> _Work instructions_:
What does the data read, word for word, from the line containing "# mark one dot per instance, written like column 826, row" through its final line? Give those lines only.

Saved data entries
★ ★ ★ ★ ★ ★ ★

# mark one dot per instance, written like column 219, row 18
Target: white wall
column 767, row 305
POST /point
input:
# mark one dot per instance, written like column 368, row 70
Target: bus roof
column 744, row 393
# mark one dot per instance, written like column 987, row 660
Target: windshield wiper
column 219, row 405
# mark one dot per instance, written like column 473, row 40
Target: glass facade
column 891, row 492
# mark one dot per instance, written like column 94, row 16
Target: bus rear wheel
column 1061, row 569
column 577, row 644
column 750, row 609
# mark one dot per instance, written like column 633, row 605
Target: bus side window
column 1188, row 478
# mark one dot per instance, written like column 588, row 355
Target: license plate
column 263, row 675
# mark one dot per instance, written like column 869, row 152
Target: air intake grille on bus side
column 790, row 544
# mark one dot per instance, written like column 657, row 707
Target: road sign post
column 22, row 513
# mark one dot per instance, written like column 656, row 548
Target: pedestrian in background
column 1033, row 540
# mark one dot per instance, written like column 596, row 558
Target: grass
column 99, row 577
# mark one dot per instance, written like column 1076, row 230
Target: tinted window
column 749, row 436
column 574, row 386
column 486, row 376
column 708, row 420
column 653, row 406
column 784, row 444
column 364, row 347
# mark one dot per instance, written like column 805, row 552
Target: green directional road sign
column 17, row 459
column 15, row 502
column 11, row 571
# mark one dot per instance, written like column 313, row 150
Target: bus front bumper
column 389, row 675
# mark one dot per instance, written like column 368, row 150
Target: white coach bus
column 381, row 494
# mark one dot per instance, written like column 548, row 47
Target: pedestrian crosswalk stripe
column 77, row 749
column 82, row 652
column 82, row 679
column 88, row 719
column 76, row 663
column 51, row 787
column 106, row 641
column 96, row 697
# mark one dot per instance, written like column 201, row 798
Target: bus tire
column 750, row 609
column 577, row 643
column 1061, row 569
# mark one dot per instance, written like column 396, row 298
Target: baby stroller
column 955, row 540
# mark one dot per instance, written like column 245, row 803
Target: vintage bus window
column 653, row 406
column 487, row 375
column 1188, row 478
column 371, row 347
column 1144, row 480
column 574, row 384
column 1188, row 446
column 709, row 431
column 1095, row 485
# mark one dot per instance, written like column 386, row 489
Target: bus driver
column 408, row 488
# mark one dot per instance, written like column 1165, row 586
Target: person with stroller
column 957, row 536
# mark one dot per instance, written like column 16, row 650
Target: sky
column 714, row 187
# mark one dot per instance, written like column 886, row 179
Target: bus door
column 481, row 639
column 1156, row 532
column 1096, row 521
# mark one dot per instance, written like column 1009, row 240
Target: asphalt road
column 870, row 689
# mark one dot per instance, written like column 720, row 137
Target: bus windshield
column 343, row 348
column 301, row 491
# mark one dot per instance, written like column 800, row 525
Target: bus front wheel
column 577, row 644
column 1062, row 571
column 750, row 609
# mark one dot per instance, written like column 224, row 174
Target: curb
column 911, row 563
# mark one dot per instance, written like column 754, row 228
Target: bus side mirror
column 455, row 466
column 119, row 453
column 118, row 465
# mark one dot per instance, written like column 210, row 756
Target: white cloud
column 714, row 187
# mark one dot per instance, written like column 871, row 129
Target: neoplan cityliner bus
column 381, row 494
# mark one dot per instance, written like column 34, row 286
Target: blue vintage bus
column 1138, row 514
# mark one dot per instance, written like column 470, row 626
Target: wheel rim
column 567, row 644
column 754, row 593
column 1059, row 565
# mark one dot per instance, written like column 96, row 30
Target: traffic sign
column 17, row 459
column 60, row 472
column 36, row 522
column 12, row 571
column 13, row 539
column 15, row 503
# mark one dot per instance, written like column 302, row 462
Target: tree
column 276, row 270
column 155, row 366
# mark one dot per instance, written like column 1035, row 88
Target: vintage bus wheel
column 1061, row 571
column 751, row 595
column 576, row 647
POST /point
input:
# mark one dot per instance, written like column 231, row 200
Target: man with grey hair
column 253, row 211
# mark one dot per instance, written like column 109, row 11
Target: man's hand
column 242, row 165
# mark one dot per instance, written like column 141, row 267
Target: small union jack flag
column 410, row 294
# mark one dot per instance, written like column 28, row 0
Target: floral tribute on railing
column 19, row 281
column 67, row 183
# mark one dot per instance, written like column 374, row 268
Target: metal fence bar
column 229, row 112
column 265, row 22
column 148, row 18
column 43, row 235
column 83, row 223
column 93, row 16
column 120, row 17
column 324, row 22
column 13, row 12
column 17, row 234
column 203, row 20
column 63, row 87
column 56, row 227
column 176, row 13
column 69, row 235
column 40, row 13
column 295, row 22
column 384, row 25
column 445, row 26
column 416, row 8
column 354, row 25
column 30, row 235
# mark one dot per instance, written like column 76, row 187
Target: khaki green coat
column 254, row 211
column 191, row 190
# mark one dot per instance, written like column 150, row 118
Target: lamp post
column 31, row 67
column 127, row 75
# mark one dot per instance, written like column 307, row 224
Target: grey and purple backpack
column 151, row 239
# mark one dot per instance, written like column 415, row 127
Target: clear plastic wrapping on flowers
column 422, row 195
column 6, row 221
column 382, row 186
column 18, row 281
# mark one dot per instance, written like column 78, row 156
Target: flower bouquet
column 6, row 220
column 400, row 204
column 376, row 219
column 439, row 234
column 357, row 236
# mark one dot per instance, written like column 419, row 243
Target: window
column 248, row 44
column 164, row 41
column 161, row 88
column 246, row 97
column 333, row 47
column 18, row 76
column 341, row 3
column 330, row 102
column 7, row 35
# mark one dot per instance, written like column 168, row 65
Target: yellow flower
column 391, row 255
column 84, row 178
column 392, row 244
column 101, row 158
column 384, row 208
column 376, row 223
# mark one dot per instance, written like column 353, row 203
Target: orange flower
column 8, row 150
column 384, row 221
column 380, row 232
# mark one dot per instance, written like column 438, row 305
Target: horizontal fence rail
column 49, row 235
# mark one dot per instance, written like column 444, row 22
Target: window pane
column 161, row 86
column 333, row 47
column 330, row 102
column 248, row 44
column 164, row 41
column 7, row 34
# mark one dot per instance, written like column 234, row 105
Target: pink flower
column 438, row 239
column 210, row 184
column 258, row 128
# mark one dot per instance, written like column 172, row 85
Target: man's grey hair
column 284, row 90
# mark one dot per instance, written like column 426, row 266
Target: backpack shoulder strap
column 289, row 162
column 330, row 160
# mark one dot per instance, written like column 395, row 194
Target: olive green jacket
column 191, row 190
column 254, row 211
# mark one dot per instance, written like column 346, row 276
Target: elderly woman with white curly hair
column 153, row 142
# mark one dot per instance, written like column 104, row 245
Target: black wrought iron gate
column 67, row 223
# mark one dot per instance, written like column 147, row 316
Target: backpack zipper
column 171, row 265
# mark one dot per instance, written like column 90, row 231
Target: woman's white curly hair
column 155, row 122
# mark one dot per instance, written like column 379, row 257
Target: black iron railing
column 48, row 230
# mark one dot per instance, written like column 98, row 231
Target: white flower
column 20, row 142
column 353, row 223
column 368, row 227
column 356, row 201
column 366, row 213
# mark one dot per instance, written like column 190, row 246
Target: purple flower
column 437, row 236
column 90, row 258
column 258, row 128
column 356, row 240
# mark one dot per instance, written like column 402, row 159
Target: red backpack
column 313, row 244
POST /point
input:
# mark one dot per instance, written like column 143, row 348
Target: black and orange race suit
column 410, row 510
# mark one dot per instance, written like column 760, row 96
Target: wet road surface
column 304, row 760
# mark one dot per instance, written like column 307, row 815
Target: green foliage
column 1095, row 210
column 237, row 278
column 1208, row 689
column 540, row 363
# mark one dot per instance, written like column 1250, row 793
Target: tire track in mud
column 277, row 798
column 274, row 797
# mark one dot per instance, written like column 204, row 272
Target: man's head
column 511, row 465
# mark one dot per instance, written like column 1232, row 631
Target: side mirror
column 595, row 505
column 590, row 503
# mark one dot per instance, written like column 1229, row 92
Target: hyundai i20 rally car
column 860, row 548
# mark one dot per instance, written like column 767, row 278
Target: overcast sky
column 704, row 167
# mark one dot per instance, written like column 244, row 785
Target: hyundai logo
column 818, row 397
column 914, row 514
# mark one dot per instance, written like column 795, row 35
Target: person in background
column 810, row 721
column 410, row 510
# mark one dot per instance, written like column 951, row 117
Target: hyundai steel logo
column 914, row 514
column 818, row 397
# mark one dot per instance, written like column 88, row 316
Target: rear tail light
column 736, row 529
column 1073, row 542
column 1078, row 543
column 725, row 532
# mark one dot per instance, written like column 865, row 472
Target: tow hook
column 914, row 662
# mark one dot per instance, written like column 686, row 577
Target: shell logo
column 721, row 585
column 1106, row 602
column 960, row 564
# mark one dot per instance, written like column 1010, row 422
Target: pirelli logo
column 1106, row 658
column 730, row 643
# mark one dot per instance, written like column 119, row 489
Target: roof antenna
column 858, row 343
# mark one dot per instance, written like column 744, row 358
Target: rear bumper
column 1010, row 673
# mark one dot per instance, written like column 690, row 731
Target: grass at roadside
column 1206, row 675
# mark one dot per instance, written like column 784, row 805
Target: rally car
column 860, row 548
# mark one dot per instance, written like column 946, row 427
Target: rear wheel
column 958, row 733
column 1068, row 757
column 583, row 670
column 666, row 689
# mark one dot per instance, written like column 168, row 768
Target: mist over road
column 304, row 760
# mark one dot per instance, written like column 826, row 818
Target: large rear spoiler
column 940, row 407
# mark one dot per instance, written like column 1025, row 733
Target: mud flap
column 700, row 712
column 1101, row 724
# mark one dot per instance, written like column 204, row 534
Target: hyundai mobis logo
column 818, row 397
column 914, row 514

★ ★ ★ ★ ★ ★ ★

> _Response_:
# mark one dot per instance, written like column 826, row 818
Target: large rear spoiler
column 940, row 407
# mark one dot per instance, written like column 1025, row 733
Target: mud flap
column 700, row 712
column 1101, row 724
# mark one dot per instance, written like column 204, row 534
Target: hyundai mobis logo
column 818, row 397
column 914, row 514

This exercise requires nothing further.